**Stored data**
-- begin --

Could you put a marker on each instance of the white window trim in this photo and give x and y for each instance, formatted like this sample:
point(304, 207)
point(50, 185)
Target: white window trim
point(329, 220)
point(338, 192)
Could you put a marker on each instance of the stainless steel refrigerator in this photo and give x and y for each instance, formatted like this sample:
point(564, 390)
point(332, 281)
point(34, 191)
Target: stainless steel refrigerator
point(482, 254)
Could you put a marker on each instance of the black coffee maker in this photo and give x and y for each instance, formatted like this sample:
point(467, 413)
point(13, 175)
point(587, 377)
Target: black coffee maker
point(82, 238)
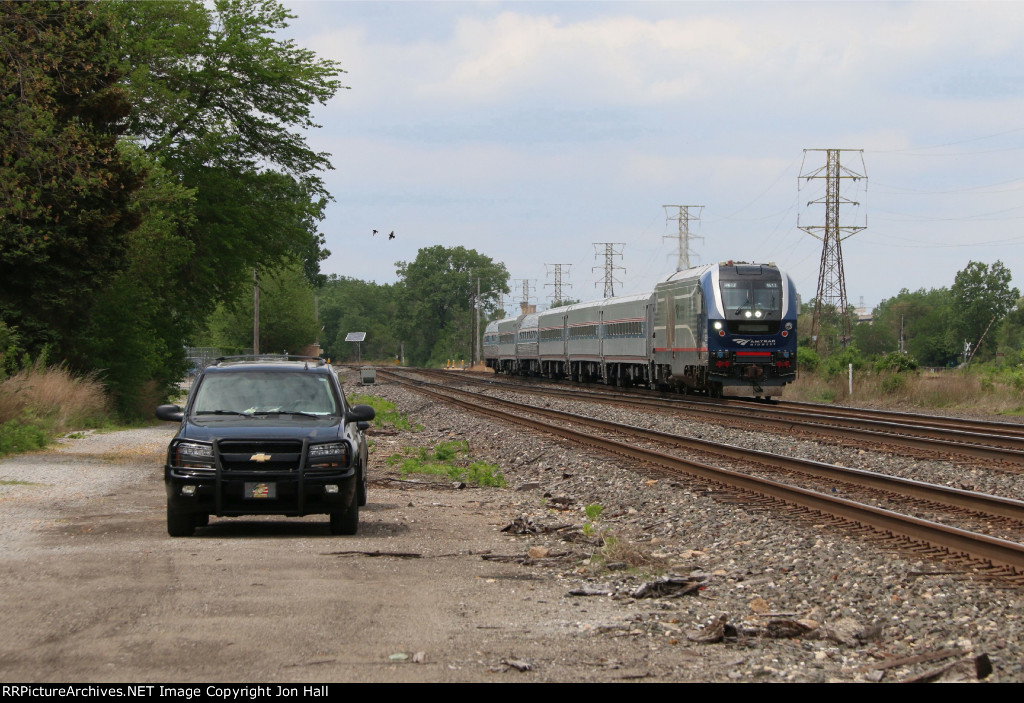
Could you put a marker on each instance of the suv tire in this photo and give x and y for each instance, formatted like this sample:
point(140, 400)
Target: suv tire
point(180, 524)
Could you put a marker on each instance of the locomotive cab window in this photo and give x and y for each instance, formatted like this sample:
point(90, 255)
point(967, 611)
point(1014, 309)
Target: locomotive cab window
point(755, 298)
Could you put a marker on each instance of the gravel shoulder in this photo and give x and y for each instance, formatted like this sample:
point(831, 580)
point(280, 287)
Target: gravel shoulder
point(432, 588)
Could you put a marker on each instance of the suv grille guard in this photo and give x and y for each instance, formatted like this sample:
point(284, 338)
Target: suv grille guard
point(219, 478)
point(271, 357)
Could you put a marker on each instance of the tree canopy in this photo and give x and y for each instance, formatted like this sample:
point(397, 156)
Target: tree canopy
point(437, 291)
point(65, 188)
point(153, 155)
point(980, 296)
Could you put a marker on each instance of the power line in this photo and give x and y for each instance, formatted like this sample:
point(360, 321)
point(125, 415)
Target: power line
point(609, 268)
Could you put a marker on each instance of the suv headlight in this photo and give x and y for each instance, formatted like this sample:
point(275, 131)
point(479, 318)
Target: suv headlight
point(193, 454)
point(331, 454)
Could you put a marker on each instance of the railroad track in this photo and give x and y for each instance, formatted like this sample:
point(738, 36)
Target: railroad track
point(1005, 557)
point(993, 444)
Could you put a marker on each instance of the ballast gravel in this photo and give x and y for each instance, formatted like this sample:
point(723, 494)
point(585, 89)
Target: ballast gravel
point(780, 598)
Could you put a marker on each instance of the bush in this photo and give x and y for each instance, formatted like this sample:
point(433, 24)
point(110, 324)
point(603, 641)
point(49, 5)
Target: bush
point(808, 359)
point(895, 362)
point(893, 383)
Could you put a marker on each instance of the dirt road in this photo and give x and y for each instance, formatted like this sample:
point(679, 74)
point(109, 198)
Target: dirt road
point(96, 591)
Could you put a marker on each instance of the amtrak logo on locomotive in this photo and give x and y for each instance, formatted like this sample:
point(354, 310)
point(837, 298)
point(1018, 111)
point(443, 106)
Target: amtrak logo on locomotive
point(756, 343)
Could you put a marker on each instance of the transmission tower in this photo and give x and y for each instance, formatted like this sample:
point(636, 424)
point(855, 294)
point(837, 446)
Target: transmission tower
point(683, 217)
point(609, 268)
point(832, 278)
point(556, 296)
point(526, 296)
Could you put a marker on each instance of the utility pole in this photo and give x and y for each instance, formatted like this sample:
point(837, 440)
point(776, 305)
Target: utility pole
point(832, 277)
point(255, 312)
point(683, 217)
point(524, 303)
point(609, 268)
point(556, 297)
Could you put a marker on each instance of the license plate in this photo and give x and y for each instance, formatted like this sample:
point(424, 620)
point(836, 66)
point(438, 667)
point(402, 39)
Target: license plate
point(261, 490)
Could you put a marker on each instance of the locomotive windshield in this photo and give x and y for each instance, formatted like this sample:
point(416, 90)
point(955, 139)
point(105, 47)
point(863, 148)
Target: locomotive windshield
point(752, 294)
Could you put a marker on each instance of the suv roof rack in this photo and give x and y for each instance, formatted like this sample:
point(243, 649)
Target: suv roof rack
point(271, 357)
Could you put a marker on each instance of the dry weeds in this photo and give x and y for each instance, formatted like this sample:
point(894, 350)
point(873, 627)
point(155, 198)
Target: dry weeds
point(54, 394)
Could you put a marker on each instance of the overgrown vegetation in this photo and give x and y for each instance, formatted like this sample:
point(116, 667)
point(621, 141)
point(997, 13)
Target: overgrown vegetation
point(450, 459)
point(386, 414)
point(38, 403)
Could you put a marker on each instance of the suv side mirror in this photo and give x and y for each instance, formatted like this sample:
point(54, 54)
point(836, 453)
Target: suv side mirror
point(360, 413)
point(171, 413)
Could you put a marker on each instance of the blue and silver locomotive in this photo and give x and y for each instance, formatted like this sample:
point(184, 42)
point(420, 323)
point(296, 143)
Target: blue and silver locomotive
point(726, 328)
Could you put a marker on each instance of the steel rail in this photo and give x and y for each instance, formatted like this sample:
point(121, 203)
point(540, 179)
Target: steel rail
point(973, 444)
point(992, 550)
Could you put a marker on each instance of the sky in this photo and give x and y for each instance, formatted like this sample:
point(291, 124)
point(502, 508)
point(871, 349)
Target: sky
point(532, 131)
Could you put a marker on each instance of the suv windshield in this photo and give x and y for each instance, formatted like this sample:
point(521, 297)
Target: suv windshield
point(256, 392)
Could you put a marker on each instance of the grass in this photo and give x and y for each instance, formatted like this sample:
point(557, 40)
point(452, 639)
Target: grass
point(386, 414)
point(951, 389)
point(39, 403)
point(450, 459)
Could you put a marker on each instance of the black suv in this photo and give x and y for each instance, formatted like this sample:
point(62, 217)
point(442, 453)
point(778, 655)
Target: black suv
point(266, 436)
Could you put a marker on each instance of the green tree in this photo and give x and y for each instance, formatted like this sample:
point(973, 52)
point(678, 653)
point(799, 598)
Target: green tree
point(436, 296)
point(136, 324)
point(287, 317)
point(923, 318)
point(65, 188)
point(980, 297)
point(1010, 338)
point(349, 305)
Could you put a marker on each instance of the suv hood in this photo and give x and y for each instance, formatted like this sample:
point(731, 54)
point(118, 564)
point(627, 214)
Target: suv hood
point(301, 428)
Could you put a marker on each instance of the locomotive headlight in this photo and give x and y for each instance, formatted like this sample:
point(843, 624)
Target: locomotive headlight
point(194, 454)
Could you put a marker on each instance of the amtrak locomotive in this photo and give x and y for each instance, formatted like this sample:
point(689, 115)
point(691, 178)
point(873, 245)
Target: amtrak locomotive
point(726, 328)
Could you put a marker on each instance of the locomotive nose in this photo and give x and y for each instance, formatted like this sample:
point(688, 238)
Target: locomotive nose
point(753, 371)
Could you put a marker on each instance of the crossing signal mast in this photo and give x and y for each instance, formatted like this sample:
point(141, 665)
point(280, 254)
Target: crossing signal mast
point(832, 277)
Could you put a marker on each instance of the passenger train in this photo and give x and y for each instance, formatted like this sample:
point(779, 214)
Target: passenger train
point(726, 328)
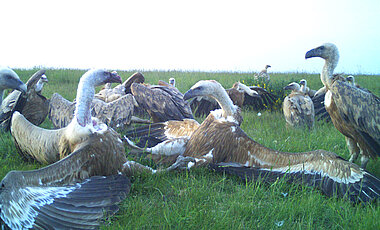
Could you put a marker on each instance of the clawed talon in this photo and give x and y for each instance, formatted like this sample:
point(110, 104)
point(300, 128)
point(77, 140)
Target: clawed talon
point(182, 163)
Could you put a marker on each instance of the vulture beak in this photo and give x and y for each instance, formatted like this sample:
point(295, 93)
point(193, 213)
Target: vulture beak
point(317, 52)
point(114, 78)
point(288, 87)
point(191, 93)
point(21, 87)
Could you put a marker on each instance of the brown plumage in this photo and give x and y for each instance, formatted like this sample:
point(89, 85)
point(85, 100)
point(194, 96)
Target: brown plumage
point(220, 139)
point(83, 184)
point(298, 107)
point(353, 111)
point(163, 103)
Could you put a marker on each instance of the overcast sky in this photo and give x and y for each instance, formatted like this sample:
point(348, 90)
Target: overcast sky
point(189, 35)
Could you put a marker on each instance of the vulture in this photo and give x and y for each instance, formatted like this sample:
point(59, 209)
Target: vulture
point(306, 90)
point(298, 107)
point(163, 102)
point(33, 105)
point(9, 80)
point(78, 189)
point(114, 109)
point(263, 74)
point(48, 146)
point(219, 140)
point(354, 112)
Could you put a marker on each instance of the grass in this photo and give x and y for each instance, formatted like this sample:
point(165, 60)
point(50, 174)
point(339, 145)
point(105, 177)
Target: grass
point(202, 199)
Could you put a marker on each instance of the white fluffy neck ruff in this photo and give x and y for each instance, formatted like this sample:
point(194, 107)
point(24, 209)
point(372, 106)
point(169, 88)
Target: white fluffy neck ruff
point(246, 89)
point(85, 95)
point(331, 61)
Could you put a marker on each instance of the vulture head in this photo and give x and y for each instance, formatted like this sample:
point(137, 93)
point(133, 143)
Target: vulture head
point(303, 82)
point(172, 81)
point(326, 51)
point(10, 80)
point(40, 83)
point(350, 79)
point(204, 88)
point(294, 87)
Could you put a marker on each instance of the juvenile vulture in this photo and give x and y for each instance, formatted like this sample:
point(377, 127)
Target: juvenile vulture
point(84, 186)
point(354, 112)
point(298, 107)
point(162, 102)
point(9, 80)
point(219, 139)
point(263, 74)
point(109, 94)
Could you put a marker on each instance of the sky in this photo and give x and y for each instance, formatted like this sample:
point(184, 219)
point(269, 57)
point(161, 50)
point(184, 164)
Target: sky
point(237, 36)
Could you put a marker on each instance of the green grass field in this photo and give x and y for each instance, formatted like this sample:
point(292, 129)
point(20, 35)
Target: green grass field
point(201, 199)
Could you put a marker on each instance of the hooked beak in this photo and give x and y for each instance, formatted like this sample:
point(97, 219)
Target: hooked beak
point(114, 78)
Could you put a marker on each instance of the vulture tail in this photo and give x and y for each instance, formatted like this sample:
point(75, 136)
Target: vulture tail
point(367, 189)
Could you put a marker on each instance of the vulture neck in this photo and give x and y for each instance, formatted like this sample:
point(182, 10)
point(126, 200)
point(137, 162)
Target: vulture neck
point(85, 95)
point(328, 70)
point(225, 102)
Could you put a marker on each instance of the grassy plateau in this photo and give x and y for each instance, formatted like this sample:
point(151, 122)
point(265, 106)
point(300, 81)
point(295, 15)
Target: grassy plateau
point(202, 199)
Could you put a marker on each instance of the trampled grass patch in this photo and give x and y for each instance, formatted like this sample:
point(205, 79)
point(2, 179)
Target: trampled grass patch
point(201, 199)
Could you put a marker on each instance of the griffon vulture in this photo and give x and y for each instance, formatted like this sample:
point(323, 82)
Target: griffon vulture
point(9, 80)
point(220, 139)
point(353, 111)
point(298, 107)
point(306, 90)
point(162, 102)
point(33, 105)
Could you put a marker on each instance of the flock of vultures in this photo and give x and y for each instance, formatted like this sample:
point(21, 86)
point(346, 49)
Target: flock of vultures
point(87, 172)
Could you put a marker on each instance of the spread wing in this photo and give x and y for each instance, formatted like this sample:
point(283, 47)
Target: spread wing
point(116, 114)
point(360, 109)
point(361, 186)
point(298, 110)
point(162, 103)
point(78, 206)
point(201, 106)
point(151, 135)
point(61, 111)
point(15, 101)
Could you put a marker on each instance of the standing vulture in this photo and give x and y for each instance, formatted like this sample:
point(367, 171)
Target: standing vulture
point(220, 140)
point(298, 107)
point(353, 111)
point(48, 146)
point(9, 80)
point(162, 102)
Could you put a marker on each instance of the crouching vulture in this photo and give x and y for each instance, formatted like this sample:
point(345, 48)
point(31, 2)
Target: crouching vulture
point(354, 112)
point(220, 140)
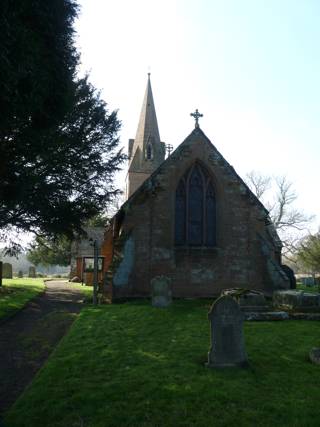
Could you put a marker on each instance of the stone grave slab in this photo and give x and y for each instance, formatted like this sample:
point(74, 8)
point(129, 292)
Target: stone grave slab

-- end --

**GIVEN PROBLEM**
Rescale the material starting with the line with "the white fluffy" and going on through the line with "point(331, 61)", writing all of those lines again, requests included. Multiply every x and y coordinate in the answers by 2.45 and round to whole numbers, halves up, but leave the sample points in the requests as they are.

**FINAL RESULT**
Could you put a marker on each instance of the white fluffy neck ruff in this photo and give x and y for each instance, formatted like this sample:
point(194, 107)
point(24, 209)
point(372, 106)
point(169, 88)
Target: white fluffy neck ruff
point(603, 218)
point(208, 233)
point(811, 149)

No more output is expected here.